Exercise>
Repeat the lines of the data that follow, please, starting at the first and stopping after the one with "Please answer as".

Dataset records

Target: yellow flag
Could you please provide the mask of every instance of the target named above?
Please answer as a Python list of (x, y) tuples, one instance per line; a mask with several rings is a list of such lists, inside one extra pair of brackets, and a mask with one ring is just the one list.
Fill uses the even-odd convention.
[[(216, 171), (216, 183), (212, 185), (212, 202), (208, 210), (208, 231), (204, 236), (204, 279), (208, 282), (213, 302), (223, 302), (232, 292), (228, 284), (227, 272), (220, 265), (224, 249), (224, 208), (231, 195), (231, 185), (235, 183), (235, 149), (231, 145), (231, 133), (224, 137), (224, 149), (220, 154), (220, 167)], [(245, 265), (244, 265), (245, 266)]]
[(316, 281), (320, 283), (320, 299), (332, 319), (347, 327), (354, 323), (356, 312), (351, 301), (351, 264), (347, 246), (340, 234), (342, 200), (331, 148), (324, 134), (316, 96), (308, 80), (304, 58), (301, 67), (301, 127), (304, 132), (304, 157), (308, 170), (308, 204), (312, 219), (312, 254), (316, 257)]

Answer box>
Target: yellow flag
Could you please provide the mask of every instance of the target named above?
Please answer as a Python list of (x, y) tuples, one instance per line; a mask with several rings is a list of such lists, inside one extra pair of brackets, and a mask with one ring is just the one list.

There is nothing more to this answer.